Reproduce every line of the listing below verbatim, omitting the pictures from your reply.

===== Extracted data =====

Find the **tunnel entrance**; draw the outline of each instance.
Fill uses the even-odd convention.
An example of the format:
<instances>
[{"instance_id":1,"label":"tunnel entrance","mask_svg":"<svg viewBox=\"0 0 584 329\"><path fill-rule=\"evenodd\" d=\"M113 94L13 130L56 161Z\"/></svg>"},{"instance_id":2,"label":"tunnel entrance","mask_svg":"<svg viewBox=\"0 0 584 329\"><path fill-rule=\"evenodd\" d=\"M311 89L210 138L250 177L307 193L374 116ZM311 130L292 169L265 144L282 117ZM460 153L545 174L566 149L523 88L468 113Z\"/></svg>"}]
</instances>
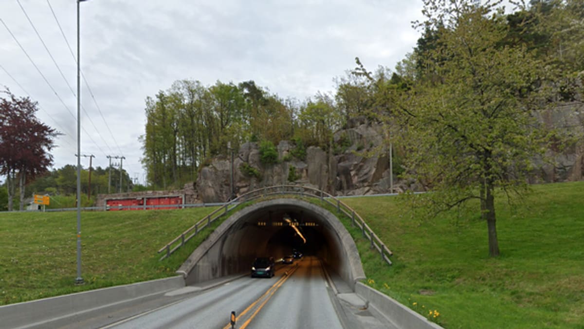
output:
<instances>
[{"instance_id":1,"label":"tunnel entrance","mask_svg":"<svg viewBox=\"0 0 584 329\"><path fill-rule=\"evenodd\" d=\"M354 242L333 214L296 198L259 202L218 227L179 269L187 284L248 272L256 257L297 249L320 258L352 287L365 278Z\"/></svg>"}]
</instances>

=====

Response for this exercise:
Find the **tunnel entrance**; draw the outline of each instance.
Fill uses the even-odd convention.
An example of the format:
<instances>
[{"instance_id":1,"label":"tunnel entrance","mask_svg":"<svg viewBox=\"0 0 584 329\"><path fill-rule=\"evenodd\" d=\"M113 94L13 130L56 161Z\"/></svg>"},{"instance_id":2,"label":"tunnel entrance","mask_svg":"<svg viewBox=\"0 0 584 329\"><path fill-rule=\"evenodd\" d=\"M311 89L210 138L250 177L307 193L374 116ZM311 130L292 169L265 144L282 117ZM460 153L545 174L566 149L523 88L468 113Z\"/></svg>"}]
</instances>
output:
<instances>
[{"instance_id":1,"label":"tunnel entrance","mask_svg":"<svg viewBox=\"0 0 584 329\"><path fill-rule=\"evenodd\" d=\"M354 242L333 214L296 198L259 202L218 227L179 269L187 284L248 272L256 257L297 249L320 258L352 287L365 278Z\"/></svg>"}]
</instances>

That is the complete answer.